## [What you have to do]
Are you able to quote each entry exactly as written?

>> start

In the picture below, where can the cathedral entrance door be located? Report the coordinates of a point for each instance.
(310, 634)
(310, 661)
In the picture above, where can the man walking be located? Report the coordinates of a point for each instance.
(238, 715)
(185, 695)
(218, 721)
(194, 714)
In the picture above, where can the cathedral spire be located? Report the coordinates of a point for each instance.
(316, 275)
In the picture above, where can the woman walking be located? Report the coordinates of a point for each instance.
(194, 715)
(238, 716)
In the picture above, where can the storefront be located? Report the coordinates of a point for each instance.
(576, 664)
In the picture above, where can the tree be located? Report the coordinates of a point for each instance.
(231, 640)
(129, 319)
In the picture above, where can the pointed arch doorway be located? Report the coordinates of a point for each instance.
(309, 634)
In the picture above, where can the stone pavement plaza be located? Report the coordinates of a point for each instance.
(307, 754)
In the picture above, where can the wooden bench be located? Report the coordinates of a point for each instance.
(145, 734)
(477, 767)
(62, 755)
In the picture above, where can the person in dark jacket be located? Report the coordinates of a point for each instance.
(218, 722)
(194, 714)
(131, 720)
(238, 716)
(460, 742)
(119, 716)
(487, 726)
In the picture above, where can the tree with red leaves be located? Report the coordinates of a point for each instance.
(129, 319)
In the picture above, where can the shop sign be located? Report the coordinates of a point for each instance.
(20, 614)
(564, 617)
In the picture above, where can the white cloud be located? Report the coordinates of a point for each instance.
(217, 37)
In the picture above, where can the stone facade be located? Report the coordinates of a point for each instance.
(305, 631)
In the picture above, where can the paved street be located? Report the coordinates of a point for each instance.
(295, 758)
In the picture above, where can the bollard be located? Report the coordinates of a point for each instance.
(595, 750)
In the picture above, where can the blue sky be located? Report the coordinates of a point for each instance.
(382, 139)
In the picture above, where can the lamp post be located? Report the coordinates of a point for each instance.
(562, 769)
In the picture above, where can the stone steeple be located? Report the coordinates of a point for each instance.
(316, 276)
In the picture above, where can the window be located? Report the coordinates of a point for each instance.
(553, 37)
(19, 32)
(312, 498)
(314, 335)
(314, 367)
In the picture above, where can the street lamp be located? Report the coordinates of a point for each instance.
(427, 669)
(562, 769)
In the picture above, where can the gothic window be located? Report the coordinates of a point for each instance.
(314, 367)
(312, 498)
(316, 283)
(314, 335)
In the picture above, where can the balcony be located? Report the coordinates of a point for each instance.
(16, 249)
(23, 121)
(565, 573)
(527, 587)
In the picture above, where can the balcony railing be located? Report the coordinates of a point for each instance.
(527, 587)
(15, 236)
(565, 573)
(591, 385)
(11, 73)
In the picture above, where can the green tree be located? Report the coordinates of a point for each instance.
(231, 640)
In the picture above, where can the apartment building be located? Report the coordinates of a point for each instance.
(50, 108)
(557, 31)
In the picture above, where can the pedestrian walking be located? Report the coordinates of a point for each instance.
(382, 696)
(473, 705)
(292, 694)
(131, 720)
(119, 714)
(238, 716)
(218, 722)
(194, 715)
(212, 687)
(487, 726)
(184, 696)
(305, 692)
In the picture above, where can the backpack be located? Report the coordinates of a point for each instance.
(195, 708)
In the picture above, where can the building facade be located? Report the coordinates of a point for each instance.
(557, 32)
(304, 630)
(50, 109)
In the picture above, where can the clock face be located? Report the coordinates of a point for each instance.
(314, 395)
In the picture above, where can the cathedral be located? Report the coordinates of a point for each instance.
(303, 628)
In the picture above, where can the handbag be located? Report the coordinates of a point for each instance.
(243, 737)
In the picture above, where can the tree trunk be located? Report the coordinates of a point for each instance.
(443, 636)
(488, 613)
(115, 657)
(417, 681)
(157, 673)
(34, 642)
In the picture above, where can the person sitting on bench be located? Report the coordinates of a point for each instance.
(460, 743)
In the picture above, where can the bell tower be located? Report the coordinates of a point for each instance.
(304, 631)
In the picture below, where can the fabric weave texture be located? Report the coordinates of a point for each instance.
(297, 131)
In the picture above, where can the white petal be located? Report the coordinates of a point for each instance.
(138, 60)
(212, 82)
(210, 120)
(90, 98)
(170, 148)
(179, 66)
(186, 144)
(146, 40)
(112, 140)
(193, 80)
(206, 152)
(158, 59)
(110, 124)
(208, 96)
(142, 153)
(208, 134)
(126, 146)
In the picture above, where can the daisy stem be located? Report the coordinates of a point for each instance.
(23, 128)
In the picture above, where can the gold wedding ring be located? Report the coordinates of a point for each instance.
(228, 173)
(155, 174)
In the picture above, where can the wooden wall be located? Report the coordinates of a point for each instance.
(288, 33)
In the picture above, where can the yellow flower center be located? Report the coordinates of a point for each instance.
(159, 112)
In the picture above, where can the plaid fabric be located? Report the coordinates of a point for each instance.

>> end

## [Solution to the problem]
In the picture below, where can the cathedral entrance door be located? Report the coordinates of a point for each instance.
(310, 634)
(310, 661)
In the picture above, where can the man walking be located? Report the coordinates of a point for each instance.
(238, 715)
(185, 695)
(218, 721)
(194, 714)
In the picture above, where can the cathedral spire be located? Report the coordinates of a point for each instance.
(316, 275)
In the picture above, where can the woman walking be located? Report the coordinates of a point for each instance.
(194, 715)
(238, 716)
In the picture above, where can the storefront be located? Report the coordinates of a point for each instance.
(576, 664)
In the picture above, where can the tree be located? Report the coordinates of a point for each instance.
(231, 640)
(129, 319)
In the picture above, where can the pointed arch doorway be located? Report the coordinates of a point for each instance.
(309, 634)
In the picture above, where can the stone pavement plaza be located? Report the coordinates of a point for each instance.
(307, 754)
In the picture above, where can the wooden bench be located? Report the coordinates of a point for each instance.
(145, 734)
(477, 767)
(62, 755)
In the picture above, where can the person in dark jacket be located? Report the coordinates of a point for each instance.
(218, 722)
(194, 714)
(131, 720)
(238, 716)
(460, 742)
(119, 716)
(487, 726)
In the picture above, where can the tree with red leaves be located? Report the coordinates of a point for each instance.
(129, 319)
In the picture above, where can the shop sign be located? Report the coordinates of a point for each instance.
(20, 614)
(564, 617)
In the picture above, where can the white cloud be located? Report the coordinates of a point for each instance.
(217, 37)
In the picture above, where can the stone facade be located? Report the coordinates of a point for each instance.
(305, 631)
In the picture above, where can the paved street be located? Report the coordinates of a point for each instance.
(295, 758)
In the picture above, where can the bollard be located? Report the coordinates of a point for each instance.
(595, 750)
In the picture above, where can the blue sky be located? Report the coordinates of a point for each instance.
(382, 139)
In the picture above, where can the lamp post be located? Report the coordinates of a point for each instance.
(562, 769)
In the picture above, where can the stone steeple be located? Report the coordinates of a point for each instance.
(316, 276)
In the picture above, where can the window be located? Report the coordinates of a point for each instance.
(553, 37)
(19, 32)
(312, 498)
(314, 335)
(314, 367)
In the picture above, where can the street lamp be located? Report the coordinates of a point for each instance.
(427, 669)
(562, 769)
In the picture above, where can the gothic window be located? Report the coordinates of a point for each instance.
(314, 367)
(312, 498)
(316, 283)
(314, 335)
In the picture above, where can the balcony be located? Report the coordinates of a point for each instance.
(16, 249)
(23, 121)
(565, 573)
(527, 587)
In the picture above, where can the balcony railing be located? Report the coordinates of a point for each instance.
(527, 587)
(15, 236)
(565, 573)
(591, 385)
(11, 73)
In the picture above, where can the green tree be located? Report the coordinates of a point for each instance.
(231, 640)
In the picture above, where can the apartment building be located? Report the coordinates of a point for each instance.
(50, 108)
(557, 31)
In the picture above, where can the pedestrian walking be located? Report the coordinates of a point for each instance.
(382, 696)
(473, 705)
(292, 694)
(131, 720)
(119, 714)
(238, 716)
(218, 722)
(194, 715)
(212, 687)
(487, 726)
(184, 696)
(305, 692)
In the picture above, where can the backpack be located? Report the coordinates of a point for each instance.
(195, 708)
In the picture above, where can the building facade be located? Report the coordinates of a point for each instance.
(557, 32)
(304, 630)
(50, 109)
In the picture above, where can the clock face be located? Report the coordinates of a point for each instance.
(314, 395)
In the picture above, where can the cathedral be located? Report the coordinates of a point for each instance.
(303, 628)
In the picture above, where can the handbag be located? Report the coordinates of a point for each instance.
(243, 737)
In the picture above, where can the tree trunk be located? Report the coordinates of a point for each instance.
(443, 636)
(488, 613)
(115, 657)
(417, 681)
(157, 673)
(34, 642)
In the picture above, where can the person sitting on bench be located? Report the coordinates of a point for each instance.
(460, 743)
In the picture above, where can the bell tower be located? Report the coordinates of a point for each instance.
(304, 631)
In the picture below, where can the fabric weave texture be located? Report the coordinates of a point for each instance.
(297, 131)
In the picture above, where can the white petal be located? Report the coordinates of a point for each instance.
(138, 60)
(212, 82)
(210, 120)
(90, 98)
(170, 148)
(179, 66)
(186, 144)
(146, 40)
(112, 140)
(193, 80)
(206, 152)
(158, 59)
(110, 124)
(208, 96)
(142, 153)
(208, 134)
(126, 146)
In the picture above, where can the daisy stem be located? Report the coordinates of a point for each instance.
(23, 128)
In the picture above, where can the gold wedding ring be located? Report the coordinates of a point for each instance.
(228, 173)
(155, 174)
In the picture above, where can the wooden wall be located? Report the coordinates of a point for each instance.
(288, 33)
In the picture above, where can the yellow flower center be located? Report the coordinates of a point for each instance.
(159, 112)
In the picture above, where can the plaid fabric be located? Report the coordinates of a point for each instance.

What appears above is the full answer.